Exercise directions » Leaving out pictures, output exactly the lines below from the one that has "Where can the dark" through the one that has "Where can the lamp", and nothing else.
(Supplied records begins)
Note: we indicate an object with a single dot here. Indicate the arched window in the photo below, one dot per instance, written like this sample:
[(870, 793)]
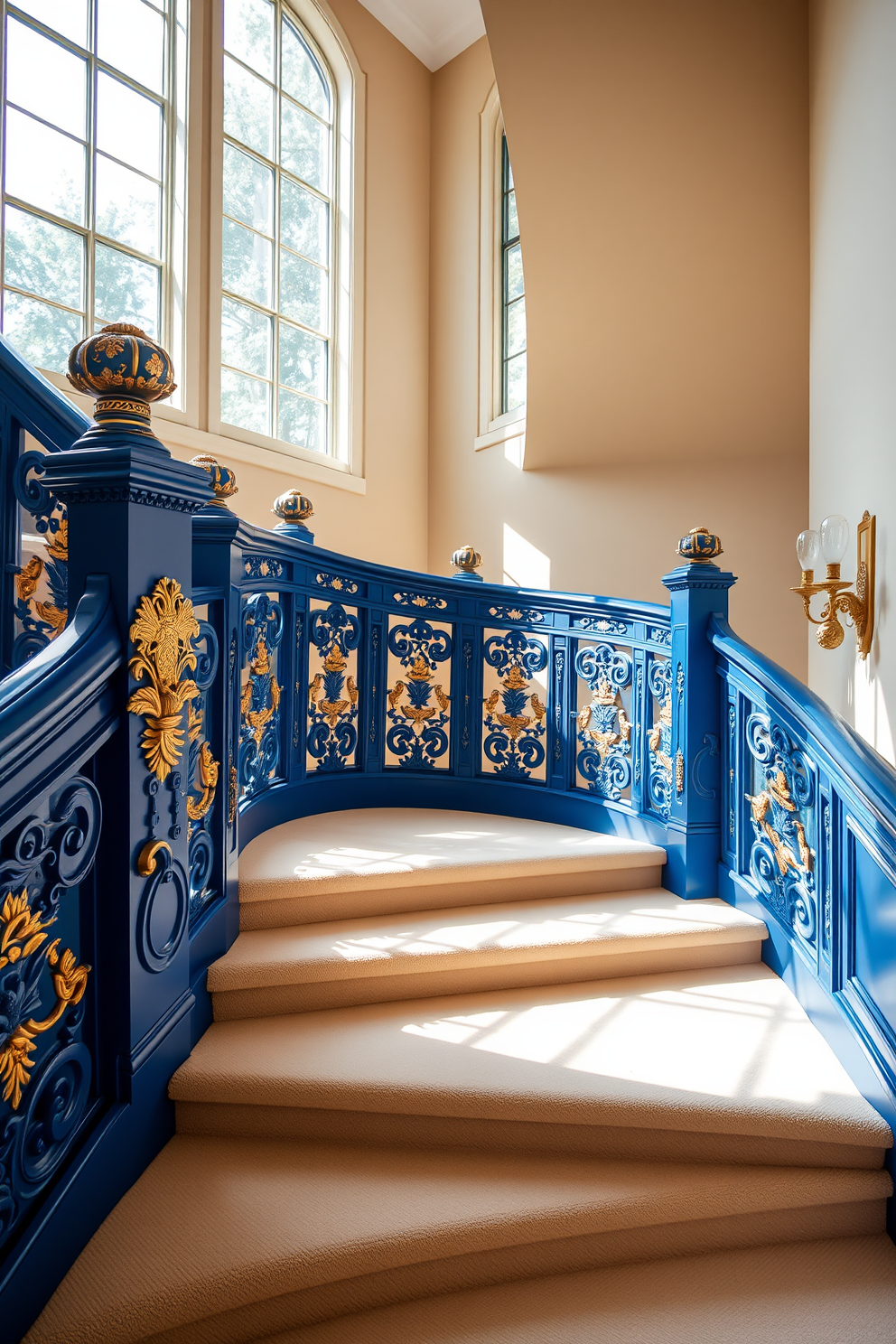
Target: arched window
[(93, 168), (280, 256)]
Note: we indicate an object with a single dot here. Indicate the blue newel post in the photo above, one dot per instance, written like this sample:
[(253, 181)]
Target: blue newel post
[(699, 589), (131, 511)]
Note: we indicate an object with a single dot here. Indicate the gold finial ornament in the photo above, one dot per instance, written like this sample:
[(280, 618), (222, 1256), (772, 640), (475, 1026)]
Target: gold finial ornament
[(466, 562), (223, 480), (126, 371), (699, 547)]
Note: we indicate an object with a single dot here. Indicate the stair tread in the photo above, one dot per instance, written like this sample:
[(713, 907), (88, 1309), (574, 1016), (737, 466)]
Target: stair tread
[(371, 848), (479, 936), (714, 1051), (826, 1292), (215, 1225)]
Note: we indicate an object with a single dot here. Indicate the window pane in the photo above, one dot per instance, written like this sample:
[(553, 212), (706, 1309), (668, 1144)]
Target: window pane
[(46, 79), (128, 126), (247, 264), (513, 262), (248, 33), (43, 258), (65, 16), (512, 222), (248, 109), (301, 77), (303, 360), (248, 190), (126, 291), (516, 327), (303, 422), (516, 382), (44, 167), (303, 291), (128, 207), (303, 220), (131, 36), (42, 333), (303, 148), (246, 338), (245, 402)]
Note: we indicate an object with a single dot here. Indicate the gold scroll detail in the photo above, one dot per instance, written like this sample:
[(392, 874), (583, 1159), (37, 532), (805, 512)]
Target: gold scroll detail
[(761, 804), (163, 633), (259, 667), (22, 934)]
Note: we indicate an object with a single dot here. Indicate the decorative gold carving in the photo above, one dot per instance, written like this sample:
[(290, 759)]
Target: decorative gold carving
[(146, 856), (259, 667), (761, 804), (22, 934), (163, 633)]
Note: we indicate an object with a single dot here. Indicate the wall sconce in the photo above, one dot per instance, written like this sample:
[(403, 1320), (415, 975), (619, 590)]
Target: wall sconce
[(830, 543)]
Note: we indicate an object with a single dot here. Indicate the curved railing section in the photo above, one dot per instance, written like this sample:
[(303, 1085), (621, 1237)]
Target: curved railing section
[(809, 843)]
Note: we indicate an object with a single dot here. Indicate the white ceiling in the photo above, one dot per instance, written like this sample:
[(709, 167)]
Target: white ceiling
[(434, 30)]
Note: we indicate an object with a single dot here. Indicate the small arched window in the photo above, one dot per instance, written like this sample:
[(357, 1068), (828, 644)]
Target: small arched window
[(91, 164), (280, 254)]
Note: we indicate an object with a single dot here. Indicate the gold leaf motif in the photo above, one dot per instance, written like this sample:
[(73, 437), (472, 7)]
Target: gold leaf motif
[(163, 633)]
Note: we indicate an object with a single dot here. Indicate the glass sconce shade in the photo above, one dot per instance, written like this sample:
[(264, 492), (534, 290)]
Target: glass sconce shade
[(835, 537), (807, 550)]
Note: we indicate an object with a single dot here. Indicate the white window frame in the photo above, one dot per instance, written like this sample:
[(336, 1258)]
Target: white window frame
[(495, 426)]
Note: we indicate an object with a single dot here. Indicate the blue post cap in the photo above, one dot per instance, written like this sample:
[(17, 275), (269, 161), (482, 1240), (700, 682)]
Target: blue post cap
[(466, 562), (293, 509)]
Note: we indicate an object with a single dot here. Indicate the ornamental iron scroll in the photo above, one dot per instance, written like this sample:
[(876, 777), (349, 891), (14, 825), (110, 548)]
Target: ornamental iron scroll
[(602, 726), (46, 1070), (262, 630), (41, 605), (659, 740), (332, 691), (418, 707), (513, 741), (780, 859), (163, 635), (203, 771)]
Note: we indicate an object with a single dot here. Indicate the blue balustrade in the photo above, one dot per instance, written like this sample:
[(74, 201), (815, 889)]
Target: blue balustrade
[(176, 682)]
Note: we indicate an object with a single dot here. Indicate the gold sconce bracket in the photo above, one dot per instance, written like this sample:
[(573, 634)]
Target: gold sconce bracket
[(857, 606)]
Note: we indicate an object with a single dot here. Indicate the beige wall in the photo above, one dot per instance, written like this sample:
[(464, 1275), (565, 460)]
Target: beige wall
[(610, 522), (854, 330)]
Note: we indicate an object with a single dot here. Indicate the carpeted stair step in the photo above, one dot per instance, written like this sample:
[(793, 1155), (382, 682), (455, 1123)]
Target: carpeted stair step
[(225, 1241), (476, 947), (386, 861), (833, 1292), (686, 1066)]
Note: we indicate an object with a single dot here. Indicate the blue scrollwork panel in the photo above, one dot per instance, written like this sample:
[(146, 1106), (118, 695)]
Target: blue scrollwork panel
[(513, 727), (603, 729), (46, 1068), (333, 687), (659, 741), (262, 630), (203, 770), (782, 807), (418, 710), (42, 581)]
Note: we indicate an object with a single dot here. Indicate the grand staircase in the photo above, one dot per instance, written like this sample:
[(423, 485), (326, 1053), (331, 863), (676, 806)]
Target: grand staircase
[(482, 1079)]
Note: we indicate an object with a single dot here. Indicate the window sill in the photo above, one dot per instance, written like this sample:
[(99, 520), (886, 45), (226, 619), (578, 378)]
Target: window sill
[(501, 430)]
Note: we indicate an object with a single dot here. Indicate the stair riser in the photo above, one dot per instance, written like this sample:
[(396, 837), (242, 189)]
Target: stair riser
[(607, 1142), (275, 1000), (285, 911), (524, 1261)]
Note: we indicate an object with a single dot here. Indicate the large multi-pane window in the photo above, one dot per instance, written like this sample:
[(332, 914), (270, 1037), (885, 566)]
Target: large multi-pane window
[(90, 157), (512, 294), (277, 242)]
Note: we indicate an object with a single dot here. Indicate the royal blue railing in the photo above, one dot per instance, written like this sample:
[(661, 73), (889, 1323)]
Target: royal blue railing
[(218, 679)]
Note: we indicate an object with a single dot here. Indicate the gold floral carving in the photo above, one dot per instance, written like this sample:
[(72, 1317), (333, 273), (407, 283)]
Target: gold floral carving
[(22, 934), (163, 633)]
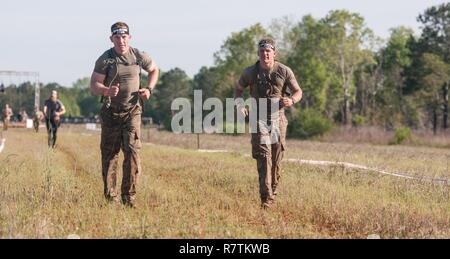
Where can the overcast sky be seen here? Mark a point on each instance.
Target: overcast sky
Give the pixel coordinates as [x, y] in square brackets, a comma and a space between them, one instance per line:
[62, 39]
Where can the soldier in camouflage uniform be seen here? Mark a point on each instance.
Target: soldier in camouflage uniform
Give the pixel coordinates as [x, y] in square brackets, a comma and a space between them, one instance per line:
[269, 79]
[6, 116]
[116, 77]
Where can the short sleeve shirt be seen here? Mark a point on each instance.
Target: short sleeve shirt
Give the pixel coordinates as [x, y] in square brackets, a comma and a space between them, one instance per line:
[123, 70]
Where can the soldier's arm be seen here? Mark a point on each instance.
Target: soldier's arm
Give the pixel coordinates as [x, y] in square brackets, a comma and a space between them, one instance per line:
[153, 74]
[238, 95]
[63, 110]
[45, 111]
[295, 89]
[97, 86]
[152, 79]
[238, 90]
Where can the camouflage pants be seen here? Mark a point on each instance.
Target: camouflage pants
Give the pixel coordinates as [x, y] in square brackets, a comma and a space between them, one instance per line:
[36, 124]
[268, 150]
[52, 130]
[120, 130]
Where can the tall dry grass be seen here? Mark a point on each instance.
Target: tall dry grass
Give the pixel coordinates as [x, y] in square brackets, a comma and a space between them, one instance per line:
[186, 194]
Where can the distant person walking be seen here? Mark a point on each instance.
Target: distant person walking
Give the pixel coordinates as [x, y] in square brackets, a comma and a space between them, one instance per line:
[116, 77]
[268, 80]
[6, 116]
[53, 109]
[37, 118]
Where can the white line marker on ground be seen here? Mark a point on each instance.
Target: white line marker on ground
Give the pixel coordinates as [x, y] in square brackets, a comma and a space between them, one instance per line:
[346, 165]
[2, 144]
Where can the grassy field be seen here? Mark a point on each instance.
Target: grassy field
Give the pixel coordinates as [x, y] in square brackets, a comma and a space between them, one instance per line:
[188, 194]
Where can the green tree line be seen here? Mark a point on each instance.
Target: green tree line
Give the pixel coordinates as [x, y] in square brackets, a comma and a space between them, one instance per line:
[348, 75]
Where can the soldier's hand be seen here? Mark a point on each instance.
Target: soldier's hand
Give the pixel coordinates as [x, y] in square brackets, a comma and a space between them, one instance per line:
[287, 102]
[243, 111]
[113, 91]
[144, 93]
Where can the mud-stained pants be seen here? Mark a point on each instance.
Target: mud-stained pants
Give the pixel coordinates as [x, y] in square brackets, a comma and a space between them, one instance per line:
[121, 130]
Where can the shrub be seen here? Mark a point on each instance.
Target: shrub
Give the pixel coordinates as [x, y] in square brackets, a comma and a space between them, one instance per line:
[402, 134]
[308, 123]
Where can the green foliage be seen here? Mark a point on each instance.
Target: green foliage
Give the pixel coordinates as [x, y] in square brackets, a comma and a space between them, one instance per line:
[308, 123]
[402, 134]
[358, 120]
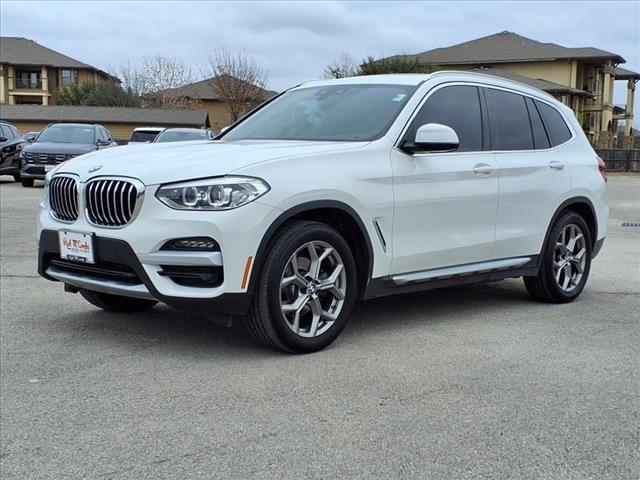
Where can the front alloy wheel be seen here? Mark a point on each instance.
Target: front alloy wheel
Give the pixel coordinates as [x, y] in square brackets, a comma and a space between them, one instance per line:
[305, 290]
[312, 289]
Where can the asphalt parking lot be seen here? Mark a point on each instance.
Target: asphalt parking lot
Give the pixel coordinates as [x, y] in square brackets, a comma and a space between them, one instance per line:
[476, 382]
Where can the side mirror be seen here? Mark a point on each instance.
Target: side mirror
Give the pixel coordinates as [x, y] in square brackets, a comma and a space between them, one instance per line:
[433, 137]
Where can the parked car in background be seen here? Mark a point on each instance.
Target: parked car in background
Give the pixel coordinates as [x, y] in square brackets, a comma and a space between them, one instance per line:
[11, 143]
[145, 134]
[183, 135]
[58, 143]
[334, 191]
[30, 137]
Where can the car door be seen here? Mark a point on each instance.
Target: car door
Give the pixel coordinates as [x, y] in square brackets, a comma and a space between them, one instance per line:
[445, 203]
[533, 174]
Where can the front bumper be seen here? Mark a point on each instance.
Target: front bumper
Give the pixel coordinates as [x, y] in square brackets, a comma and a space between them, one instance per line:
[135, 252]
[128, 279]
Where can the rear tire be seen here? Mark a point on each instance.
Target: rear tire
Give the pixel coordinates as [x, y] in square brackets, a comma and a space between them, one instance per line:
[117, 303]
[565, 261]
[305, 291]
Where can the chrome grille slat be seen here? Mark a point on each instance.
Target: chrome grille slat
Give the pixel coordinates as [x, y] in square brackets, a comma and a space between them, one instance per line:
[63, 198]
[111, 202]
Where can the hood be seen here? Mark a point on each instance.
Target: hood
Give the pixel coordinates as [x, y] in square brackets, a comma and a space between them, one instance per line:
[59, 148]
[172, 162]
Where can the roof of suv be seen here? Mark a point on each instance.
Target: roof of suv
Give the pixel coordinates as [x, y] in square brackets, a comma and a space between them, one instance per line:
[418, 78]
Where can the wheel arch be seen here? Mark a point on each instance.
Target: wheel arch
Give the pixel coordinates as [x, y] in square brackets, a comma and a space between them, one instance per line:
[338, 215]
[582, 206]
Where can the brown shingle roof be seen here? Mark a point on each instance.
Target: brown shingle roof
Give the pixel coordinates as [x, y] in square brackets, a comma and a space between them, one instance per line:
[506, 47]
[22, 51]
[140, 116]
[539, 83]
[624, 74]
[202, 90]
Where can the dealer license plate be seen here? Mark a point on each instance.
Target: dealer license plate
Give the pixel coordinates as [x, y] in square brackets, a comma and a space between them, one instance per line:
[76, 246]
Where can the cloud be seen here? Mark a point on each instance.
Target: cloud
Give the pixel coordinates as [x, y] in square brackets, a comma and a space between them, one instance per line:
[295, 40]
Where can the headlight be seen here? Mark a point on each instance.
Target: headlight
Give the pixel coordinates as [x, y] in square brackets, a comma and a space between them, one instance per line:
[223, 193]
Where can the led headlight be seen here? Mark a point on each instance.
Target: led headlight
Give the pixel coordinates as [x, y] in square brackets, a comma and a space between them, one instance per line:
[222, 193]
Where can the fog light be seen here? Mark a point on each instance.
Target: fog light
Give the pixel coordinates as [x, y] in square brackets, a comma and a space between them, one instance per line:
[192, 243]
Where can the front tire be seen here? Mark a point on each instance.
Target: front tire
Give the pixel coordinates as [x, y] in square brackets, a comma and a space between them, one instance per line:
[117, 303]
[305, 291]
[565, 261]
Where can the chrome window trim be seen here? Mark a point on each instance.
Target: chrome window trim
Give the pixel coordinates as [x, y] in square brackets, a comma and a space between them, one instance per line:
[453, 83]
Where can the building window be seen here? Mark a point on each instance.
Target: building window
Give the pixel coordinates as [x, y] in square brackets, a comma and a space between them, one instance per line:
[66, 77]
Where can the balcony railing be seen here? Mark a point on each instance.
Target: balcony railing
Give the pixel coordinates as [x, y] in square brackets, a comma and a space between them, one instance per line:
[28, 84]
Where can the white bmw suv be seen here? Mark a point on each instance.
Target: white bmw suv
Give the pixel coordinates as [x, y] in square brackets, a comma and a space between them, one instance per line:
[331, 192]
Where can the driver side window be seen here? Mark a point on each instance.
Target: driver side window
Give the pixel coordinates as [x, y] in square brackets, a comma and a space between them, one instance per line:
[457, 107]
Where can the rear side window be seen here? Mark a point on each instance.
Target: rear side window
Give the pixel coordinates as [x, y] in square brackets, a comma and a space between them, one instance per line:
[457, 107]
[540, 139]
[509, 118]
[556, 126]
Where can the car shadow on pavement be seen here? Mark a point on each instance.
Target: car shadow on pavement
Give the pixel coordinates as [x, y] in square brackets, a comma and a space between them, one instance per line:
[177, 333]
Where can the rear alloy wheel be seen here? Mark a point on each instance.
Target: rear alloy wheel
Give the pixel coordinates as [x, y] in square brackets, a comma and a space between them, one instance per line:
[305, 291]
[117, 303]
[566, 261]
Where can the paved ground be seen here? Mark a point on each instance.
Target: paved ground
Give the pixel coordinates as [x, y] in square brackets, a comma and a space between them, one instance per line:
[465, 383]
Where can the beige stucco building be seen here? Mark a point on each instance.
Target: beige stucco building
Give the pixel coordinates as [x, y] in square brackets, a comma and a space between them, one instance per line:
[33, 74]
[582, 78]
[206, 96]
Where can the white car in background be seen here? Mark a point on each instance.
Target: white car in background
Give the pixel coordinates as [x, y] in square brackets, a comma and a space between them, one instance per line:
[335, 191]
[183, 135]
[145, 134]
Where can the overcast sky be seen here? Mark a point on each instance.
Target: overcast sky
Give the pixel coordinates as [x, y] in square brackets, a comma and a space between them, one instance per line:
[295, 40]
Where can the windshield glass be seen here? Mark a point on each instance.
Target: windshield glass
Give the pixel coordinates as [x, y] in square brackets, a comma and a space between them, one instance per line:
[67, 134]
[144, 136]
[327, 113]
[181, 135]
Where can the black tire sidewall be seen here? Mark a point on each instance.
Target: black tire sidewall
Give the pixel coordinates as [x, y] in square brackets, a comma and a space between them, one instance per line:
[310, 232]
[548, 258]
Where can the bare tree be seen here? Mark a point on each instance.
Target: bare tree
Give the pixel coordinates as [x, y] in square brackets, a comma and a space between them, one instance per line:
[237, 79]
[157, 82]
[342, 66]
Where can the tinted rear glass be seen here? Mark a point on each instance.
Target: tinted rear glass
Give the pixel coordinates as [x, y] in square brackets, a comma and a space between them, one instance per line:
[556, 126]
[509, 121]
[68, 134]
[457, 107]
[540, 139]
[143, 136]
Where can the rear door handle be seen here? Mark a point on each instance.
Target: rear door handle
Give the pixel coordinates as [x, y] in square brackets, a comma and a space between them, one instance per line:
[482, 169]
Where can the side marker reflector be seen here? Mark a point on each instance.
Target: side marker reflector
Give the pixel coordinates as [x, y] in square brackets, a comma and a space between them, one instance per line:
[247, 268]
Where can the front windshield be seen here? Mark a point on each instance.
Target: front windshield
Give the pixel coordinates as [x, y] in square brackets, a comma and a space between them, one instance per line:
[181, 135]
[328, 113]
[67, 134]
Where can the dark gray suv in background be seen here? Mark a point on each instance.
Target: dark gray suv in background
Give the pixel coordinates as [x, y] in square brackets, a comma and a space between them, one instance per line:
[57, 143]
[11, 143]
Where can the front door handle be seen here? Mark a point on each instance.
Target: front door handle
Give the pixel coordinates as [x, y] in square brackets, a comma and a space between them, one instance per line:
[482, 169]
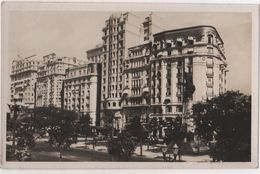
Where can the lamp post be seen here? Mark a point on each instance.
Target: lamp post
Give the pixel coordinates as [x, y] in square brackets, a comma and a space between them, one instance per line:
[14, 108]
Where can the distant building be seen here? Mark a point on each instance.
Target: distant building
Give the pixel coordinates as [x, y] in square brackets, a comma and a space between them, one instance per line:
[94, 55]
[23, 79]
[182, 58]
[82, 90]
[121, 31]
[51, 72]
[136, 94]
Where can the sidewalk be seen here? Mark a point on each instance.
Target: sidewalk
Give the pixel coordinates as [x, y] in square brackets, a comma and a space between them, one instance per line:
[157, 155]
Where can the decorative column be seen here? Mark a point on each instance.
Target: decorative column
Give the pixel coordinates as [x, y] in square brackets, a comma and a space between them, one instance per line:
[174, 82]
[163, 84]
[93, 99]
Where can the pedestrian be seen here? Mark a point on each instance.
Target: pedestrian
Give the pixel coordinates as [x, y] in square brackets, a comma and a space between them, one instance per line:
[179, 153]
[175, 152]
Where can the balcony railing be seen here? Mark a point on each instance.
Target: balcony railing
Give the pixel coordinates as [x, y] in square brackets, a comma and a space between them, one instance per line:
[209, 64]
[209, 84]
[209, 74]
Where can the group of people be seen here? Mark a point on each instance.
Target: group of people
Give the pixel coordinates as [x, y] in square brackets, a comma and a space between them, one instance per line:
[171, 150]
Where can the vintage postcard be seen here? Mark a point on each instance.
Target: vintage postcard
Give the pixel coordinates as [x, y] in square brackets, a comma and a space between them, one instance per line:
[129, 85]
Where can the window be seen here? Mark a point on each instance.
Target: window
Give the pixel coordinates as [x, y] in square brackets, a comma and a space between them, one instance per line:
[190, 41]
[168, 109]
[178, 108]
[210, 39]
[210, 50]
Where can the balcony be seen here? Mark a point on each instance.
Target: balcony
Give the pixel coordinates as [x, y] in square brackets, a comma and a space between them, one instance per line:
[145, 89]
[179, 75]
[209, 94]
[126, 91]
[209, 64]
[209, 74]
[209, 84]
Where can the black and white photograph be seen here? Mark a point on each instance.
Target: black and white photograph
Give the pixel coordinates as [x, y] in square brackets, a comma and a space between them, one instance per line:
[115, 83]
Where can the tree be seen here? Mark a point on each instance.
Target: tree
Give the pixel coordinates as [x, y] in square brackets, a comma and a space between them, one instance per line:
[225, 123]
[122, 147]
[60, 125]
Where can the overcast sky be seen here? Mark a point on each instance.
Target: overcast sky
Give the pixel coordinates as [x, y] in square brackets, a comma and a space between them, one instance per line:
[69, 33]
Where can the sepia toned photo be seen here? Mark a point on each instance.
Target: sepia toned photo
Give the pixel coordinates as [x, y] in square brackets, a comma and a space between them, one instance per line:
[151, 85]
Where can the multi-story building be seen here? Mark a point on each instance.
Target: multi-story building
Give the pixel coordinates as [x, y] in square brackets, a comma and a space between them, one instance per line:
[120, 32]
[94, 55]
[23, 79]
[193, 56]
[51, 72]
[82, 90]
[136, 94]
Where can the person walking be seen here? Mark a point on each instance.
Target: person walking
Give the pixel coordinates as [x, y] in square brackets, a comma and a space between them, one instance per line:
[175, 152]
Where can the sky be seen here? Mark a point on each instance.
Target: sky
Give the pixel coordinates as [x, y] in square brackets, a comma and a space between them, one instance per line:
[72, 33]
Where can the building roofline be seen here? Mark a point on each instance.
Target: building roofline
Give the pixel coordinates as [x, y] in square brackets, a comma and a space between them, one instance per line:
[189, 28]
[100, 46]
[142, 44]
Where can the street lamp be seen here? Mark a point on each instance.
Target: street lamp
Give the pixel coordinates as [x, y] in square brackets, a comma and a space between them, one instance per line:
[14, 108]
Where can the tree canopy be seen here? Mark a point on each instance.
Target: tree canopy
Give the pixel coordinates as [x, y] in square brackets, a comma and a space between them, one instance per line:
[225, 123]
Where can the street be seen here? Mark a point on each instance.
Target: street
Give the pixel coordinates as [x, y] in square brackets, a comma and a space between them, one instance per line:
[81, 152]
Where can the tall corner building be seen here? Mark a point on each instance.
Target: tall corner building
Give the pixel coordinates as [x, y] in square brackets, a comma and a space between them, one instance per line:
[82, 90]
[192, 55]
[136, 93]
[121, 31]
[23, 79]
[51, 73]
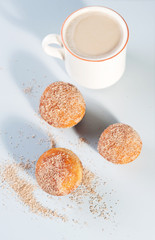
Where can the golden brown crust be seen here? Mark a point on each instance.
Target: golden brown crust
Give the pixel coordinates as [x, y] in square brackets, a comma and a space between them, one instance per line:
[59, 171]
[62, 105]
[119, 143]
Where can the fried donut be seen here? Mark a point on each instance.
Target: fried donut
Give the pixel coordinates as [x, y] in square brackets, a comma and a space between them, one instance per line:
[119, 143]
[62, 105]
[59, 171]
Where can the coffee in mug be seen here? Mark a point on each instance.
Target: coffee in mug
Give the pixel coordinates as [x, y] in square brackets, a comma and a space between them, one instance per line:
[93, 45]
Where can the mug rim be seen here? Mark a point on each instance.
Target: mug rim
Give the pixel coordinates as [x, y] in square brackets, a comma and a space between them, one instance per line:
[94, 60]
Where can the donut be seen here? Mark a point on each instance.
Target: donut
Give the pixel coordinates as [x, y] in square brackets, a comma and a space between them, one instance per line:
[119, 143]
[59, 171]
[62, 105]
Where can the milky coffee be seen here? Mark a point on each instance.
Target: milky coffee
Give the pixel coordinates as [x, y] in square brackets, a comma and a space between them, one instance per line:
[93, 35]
(Supplied records ends)
Answer to this exercise »
Where can the dark gray suv in background be seen here? Mark a point on each instance.
Target: dark gray suv in background
Give the pixel coordinates as [x, y] in square brackets, a comma and a space between them, one instance per line:
[57, 143]
[11, 143]
Where can the front door handle be seen here? Mark a point on each instance.
Target: front door handle
Give the pixel coordinates as [x, y] in square brackets, a comma and a space between them, one instance per line:
[482, 169]
Where can the lamp post be seen here? Mark a point on each instance.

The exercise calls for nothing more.